> [Trecho]:
· · ·

Valor Econômico
Países com democracia avançada apontam que há
um papel importante do Poder Legislativo, em ação conjunta com o Poder
Executivo, na coordenação do orçamento público
Ao longo dos últimos anos, um tema vem
despontando no debate público: o crescimento do papel do Congresso Nacional na
alocação de recursos no Orçamento público. Na prática, o que se tem visto é uma
perda de protagonismo do Executivo em prol do Legislativo. Naturalmente, essa
importante mudança institucional tem várias implicações. Diante dessa nova
realidade, existem aqueles que creem que houve uma deterioração no modelo,
enquanto há outros que acreditam que a direção a ser seguida está correta.
Embora haja necessidade de ajustes, esta coluna advoga favoravelmente ao
aumento do papel do Legislativo.
Para começar, é oportuno quantificar o encolhimento do Executivo no Orçamento público. Na verdade, fica mais fácil construir indicadores a partir do mecanismo que propiciou a ascensão do Legislativo: o aumento no volume das emendas parlamentares. Em termos nominais, as emendas saíram de R$ 6,14 bilhões em valores empenhados em 2014 para um montante autorizado de R$ 44,67 bilhões em 2024. Com isso, as emendas dos congressistas, que correspondiam a pouco menos de 4% do conjunto das despesas discricionárias em 2014, devem alcançar cerca de 20% no corrente ano. Salto bastante expressivo.

· · ·

> [Informações fornecidas]:
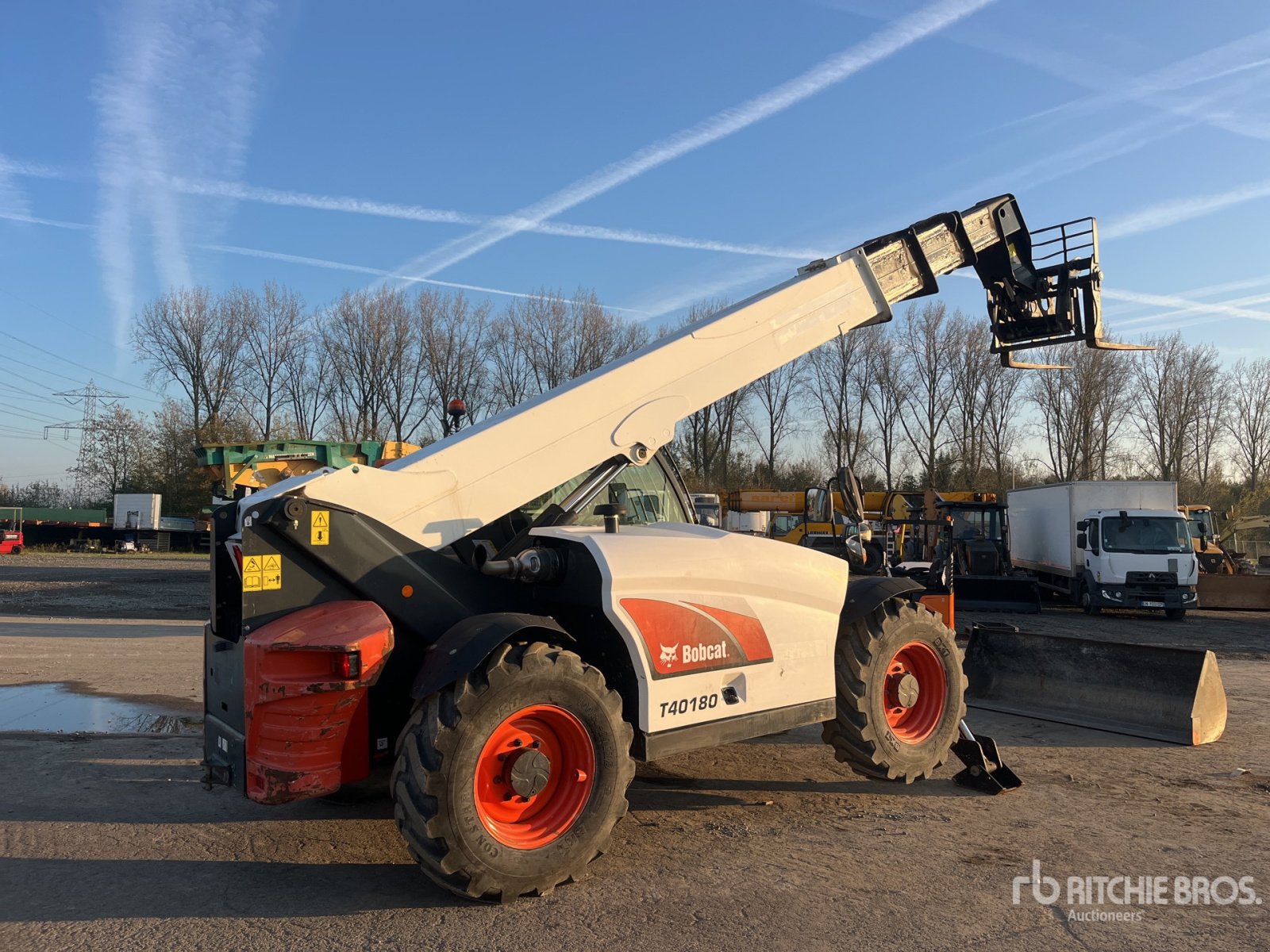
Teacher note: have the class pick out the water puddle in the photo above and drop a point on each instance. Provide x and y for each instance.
(54, 708)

· · ·

> [Exercício curto 1]:
Com base no trecho sobre o orçamento público, responda:
(a) Em favor de qual Poder o Executivo vem perdendo protagonismo?
(b) Qual foi o montante autorizado de emendas parlamentares em 2024?
(c) Que parcela do conjunto das despesas discricionárias as emendas representavam em 2014?
> [Exercício curto 2]: Redija a continuação do trecho sobre o orçamento público, partindo da frase final apresentada.

> [Resposta 1]:
(a) Do Legislativo.
(b) R$ 44,67 bilhões.
(c) Pouco menos de 4%.

> [Resposta 2]:
Ainda nessa toada, ao se analisarem as
transferências federais diretas para Estados, municípios e entidades privadas -
isto é, os recursos discricionários não executados diretamente pela União -, em
2014, 83% foram provenientes de políticas do Executivo federal, ficando os
restantes 17% a cargo do Legislativo (esses valores não incluem fundos de
participação). Em 2023, as transferências do Executivo foram 54% do total, logo
as do Legislativo (emendas) corresponderam a 46%. Como se vê, os dados também
corroboram o entendimento de aumento relativo da atuação dos congressistas
junto aos municípios.
Em função do crescimento da participação do
Legislativo na execução e elaboração do Orçamento público surge a questão: em
que medida essa dinâmica é benéfica para o país?
Na visão de muitos analistas políticos, a
multiplicação das emendas pulveriza o dinheiro público em ações paroquiais, em
vez de se integrarem numa estratégia nacional de atuação do Estado.
Essa crítica subentende que, através do
instituto das emendas parlamentares, o Congresso Nacional não consegue atingir
um nível de eficiência na alocação dos recursos equiparável àquele na qual o
Executivo lidera as ações. De fato, parece que essa crítica procede. A
percepção é a de que as emendas parlamentares estão produzindo uma “colcha de
retalhos”. Ao que tudo indica, há uma tendência dos legisladores/ propositores
das emendas de buscar soluções para as suas bases eleitorais pulverizadas, sem
focar numa ação política mais articulada em escala global. Dessa forma, as
ações dos congressistas podem estar sendo promovidas em detrimento de um
projeto mais bem orquestrado.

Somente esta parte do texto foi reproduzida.